**Short problem 1**
According to the camp cooking passage, why is creamy maple-sugar a better choice than ordinary maple-syrup on flapjacks? Answer in one to three sentences.
**Short problem 2**
Please pick up the camp cooking passage after its final sentence and carry it on.

| Keep the frying-pan well greased while cooking the cakes, rubbing the pan
with grease each time before pouring in fresh batter. Flapjacks are good with butter, delicious with creamy maple-sugar soft enough
to spread smoothly over the butter. The sugar comes in cans. Ordinary
maple-syrup can be used, but is apt to drip over the edges if the cake is held
in the hand.
Well-cooked cold rice mixed with the batter will give a delicate griddle-cake
and make a change from the regular flapjack.
Biscuits
Biscuits are more easily made than raised bread and so are used largely in
its place while in camp. The proportions of flour and baking-powder are the same
as for flapjacks. To 4 cups of flour mix 2 teaspoonfuls of Royal baking-powder
and 1 level teaspoonful of salt; add shortening about the size of an egg, either
lard or drippings. Divide the shortening into small bits and, using the tips of
your fingers, rub it well into the dry flour just prepared; then gradually stir
in cold water to make a soft dough, barely stiff enough to be rolled out ¾ inch
thick on bread-board, clean flat stone, or large, smooth piece of flattened
bark. Whichever is used must be well floured, as must also the rolling-pin and
biscuit cutter. A clean glass bottle or smooth round stick may be used as
rolling-pin, and the cutter can be a baking-powder can, or the biscuits may be
cut square, or 4 inches long and 2 inches wide with a knife.

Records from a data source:
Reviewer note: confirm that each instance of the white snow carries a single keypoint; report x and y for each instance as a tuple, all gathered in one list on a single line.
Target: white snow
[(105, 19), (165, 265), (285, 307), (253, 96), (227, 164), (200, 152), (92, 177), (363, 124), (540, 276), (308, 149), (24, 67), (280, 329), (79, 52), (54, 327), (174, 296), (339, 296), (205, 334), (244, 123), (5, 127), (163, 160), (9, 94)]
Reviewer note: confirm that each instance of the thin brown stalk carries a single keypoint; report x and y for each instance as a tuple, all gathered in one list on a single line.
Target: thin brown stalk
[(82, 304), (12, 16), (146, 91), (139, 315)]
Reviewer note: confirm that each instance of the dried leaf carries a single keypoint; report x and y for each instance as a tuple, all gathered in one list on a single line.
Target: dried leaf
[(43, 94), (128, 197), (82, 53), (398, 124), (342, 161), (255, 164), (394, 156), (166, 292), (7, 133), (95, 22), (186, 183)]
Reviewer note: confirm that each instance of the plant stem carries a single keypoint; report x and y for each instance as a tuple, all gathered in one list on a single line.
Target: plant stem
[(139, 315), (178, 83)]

**Final result 1**
Ordinary maple-syrup is apt to drip over the edges when the cake is held in the hand. Creamy maple-sugar is soft enough to spread smoothly over the butter.

**Final result 2**
The dough may also
be shaped into a loaf ¾ inch thick and baked in a pan by planting the pan in a
bed of hot coals, covering it with another pan or some substitute, and placing a
deep layer of hot coals all over the cover. The biscuits should bake in about
fifteen minutes. For a hurry meal each camper can take a strip of dough, wind it
spirally around a peeled thick stick, which has first been heated, and cook her
own spiral biscuit by holding it over the fire and constantly turning the stick.
Biscuits, in common with everything cooked over a hot wood-fire, need constant
watching that they may not burn. Test them with a clean splinter of wood; thrust
it into the biscuit and if no dough clings to the wood the biscuits are done.
Johnny-Cake
Served hot, split open and buttered, these Kentucky johnny-cakes with a cup
of good coffee make a fine, hearty breakfast, very satisfying and good.
Allow ½ cup of corn-meal for each person, and to every 4 cups of meal add 1
teaspoonful of salt, mix well; then pour water, which is boiling hard,
gradually into the meal, stirring constantly to avoid having any lumps. When the
consistency is like soft mush, have ready a frying-pan almost full of hot
drippings or lard, dip your hands into cold water to enable you to handle the
hot dough, and, taking up enough corn-meal dough to make a large-sized
biscuit, pat it in your hands into a ¾-inch-thick cake and gently drop it into
the hot fat; immediately make another cake, drop it into the fat, and continue
until the frying-pan is full. As soon as one johnny-cake browns on the lower
side turn it over, remove each cake from the fat as soon as done, and serve as
they cook.
Corn-meal must be thoroughly scalded with boiling water when making any kind
of corn bread in order to have the bread soft and not dry and "chaffy."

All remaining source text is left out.